The problem> In the reading passage, what does Julian of Norwich describe as flowing from Christ's breasts?

Reading passage>
*** Block opens ***
Walsh’s insight that the Song’s co-opting of Biblical “milk and honey” language points to a body as the new site of promise and grace offers a faint glimpse of what might be very close to the truth. There is, perhaps, a body that is the new Promised Land, the new stream of milk and honey, the new source of well-aged and abundant wine. There is, perhaps, a body that bore in its very flesh our own diseases and iniquities, that was bruised, crushed, and wounded, who was trampled like grapes for rich wine. Julian of Norwich, for example, speaks of the abundance of milk that flows from Christ’s breasts to nourish us, as well as the abundance (which seems to be one of her favorite words) of his blood. I hope my reader will forgive the Christological readings to which I seem perpetually unable to avoid in my readings of these texts. Ultimately, I suppose, I must hope that the pangs of our desires will be satisfied by the gracious hand of our Creator, that the wounds of longing, the pains of shame and fear, will be healed by the hesed of one whose Words have the power to create, heal, and restore. To this God we can only approach with our impotent words, and open mouths, praying, “Let him kiss me with the kisses of his mouth.” If we do receive his kiss of peace (the milk, honey and wine; the grace; the Eucharist) we will know that it is a gift, and one that we have not captured of our own competence, devotion, and striving. For we exist as ones exiled, trapped behind lattices, bound in locked gardens, covered in animal skins, barred from the intimacy we desire and the fulfillment that eludes us. Perhaps He is able to rend in twain the barriers and to bring us—at some point—into the consummation that lies ever ahead.
*** Block closes ***
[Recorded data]
*** Block opens ***
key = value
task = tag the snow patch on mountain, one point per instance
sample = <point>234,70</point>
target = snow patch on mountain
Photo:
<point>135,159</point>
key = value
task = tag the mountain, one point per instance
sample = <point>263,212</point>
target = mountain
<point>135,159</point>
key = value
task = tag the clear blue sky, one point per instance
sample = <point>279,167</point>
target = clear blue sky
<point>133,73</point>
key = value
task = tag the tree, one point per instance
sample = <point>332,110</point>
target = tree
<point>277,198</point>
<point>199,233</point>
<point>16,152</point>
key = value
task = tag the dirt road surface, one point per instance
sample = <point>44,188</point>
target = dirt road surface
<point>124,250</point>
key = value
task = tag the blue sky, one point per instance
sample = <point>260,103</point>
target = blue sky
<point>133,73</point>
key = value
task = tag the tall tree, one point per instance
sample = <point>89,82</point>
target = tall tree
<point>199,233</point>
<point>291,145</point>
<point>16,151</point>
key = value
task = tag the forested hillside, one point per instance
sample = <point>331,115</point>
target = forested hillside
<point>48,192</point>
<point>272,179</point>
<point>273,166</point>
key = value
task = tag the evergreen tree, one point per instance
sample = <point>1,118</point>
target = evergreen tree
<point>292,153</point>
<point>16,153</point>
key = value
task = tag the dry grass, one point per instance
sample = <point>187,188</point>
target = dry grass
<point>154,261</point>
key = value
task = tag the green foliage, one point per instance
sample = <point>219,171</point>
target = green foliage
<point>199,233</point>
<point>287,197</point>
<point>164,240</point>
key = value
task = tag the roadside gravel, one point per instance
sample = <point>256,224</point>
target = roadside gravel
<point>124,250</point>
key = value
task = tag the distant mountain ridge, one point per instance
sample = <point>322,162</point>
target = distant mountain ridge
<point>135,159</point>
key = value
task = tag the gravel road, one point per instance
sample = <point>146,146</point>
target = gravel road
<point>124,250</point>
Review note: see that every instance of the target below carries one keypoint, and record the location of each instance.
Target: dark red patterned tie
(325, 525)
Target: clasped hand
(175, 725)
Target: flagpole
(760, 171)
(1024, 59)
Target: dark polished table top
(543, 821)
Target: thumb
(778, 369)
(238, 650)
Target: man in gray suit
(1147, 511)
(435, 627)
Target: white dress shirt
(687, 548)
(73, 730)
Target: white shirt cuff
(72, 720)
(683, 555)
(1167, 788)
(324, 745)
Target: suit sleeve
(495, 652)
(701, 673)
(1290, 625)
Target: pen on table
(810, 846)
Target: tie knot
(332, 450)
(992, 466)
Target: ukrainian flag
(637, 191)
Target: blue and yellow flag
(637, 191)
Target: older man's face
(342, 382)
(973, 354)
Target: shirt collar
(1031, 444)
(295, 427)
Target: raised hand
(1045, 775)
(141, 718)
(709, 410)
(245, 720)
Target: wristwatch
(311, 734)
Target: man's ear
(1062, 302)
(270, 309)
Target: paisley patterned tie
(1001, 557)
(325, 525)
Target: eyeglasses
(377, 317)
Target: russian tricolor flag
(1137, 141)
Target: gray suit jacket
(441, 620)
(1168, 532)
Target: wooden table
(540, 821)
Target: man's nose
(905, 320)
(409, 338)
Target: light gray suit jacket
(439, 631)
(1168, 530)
*** Block closes ***
Response for this exercise> An abundance of milk to nourish us.